-- Task material follows --
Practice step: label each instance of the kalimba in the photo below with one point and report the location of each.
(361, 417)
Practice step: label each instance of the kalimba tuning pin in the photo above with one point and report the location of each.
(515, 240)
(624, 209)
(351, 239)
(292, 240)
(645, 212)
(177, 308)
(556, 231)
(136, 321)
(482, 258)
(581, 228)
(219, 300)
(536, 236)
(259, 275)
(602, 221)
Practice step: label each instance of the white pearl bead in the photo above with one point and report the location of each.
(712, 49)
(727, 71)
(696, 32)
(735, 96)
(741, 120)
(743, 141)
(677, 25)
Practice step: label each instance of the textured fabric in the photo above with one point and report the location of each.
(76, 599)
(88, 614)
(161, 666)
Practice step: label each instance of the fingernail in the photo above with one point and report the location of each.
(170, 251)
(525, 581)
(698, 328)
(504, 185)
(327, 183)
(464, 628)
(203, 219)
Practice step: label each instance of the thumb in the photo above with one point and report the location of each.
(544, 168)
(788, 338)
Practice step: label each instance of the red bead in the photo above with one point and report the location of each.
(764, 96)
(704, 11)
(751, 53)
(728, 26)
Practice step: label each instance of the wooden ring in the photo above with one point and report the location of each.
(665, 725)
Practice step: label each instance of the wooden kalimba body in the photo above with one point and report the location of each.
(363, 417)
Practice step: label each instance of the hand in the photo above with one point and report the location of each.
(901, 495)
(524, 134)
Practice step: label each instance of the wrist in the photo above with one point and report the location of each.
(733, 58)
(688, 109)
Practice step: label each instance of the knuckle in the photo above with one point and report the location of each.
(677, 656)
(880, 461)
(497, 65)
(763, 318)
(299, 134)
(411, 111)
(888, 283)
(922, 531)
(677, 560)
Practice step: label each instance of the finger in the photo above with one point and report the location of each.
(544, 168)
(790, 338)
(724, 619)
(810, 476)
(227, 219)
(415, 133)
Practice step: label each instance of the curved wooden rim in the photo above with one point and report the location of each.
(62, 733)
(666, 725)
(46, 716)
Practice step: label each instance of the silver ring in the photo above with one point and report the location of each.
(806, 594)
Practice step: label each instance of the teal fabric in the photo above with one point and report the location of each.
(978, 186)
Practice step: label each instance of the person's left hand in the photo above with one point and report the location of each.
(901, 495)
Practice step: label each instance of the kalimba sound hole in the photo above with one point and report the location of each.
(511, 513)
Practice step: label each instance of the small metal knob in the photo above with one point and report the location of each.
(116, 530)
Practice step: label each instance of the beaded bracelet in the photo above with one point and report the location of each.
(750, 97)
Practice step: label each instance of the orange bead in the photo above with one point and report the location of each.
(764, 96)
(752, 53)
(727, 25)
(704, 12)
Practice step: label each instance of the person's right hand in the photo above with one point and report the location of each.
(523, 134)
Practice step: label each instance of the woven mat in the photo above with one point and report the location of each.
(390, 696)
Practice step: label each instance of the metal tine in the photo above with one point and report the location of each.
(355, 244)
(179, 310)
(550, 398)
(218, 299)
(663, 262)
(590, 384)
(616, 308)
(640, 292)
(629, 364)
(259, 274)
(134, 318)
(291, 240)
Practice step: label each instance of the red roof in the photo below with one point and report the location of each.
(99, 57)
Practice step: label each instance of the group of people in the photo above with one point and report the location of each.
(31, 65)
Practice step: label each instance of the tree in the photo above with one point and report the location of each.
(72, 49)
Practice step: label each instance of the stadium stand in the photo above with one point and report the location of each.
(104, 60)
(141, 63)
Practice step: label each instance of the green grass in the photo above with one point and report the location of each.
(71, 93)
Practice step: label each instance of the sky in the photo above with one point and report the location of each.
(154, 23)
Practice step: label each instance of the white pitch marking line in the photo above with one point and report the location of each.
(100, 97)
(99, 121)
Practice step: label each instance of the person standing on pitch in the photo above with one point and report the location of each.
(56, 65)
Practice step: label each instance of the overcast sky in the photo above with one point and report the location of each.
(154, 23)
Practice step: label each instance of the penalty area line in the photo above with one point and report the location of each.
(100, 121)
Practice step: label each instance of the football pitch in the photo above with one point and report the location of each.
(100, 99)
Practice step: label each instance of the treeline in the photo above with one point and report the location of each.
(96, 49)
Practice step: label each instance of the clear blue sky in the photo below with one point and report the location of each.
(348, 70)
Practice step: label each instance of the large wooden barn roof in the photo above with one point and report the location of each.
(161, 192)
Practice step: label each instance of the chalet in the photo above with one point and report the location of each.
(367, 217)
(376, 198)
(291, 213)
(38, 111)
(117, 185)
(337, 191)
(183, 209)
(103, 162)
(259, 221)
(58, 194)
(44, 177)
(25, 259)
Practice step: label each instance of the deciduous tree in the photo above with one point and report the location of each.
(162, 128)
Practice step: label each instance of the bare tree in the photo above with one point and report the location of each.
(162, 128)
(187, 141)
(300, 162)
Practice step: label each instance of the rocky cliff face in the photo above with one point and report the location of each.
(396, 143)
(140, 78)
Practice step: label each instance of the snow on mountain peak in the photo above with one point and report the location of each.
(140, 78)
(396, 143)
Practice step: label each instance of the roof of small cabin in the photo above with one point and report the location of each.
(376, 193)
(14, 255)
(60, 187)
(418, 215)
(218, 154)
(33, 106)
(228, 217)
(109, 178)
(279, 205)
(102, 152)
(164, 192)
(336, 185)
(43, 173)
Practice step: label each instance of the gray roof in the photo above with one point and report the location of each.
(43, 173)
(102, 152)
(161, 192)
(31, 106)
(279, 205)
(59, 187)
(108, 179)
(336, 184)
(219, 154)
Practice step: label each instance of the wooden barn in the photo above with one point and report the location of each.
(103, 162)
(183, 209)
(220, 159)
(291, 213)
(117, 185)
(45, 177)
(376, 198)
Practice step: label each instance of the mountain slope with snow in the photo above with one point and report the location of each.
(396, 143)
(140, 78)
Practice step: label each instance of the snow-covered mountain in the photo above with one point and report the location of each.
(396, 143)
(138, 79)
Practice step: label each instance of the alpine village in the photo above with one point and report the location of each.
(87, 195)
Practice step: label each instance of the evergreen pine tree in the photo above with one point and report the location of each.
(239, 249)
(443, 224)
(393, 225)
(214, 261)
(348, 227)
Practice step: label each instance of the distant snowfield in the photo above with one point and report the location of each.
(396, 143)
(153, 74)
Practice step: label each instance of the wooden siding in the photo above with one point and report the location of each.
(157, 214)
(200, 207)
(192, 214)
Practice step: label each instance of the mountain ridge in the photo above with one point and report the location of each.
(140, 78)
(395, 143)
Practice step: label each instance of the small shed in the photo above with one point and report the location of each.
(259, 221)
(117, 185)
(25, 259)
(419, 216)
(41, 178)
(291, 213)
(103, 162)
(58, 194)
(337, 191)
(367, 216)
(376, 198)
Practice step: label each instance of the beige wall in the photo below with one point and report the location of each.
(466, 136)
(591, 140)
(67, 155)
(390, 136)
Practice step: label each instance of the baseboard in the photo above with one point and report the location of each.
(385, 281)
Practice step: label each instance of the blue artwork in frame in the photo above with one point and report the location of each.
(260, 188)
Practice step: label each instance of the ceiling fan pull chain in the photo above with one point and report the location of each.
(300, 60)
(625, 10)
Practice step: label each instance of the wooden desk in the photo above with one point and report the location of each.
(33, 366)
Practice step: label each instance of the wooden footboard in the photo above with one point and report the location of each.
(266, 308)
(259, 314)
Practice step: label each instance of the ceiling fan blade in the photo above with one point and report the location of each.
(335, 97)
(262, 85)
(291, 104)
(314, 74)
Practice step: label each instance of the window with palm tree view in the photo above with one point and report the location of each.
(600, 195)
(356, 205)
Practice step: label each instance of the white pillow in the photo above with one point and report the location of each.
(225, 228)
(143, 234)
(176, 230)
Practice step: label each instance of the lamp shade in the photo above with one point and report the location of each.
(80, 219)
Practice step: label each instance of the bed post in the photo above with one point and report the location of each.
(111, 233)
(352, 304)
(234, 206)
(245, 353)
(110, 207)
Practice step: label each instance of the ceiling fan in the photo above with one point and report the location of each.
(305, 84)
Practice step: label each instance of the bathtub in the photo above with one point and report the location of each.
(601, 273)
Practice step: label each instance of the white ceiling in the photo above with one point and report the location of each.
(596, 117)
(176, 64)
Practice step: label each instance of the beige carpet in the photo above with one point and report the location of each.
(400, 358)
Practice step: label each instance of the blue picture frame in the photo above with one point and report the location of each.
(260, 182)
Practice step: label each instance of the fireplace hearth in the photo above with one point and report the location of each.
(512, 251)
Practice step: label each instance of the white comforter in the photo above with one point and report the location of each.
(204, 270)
-- Task material concluded --
From the line that contains "Practice step: label each instance of the white comforter" to the last line of the data, write out each line exactly and add nothing.

→ Solution:
Practice step: label each instance of the white comforter in the photo above with one point and report the location of each.
(204, 270)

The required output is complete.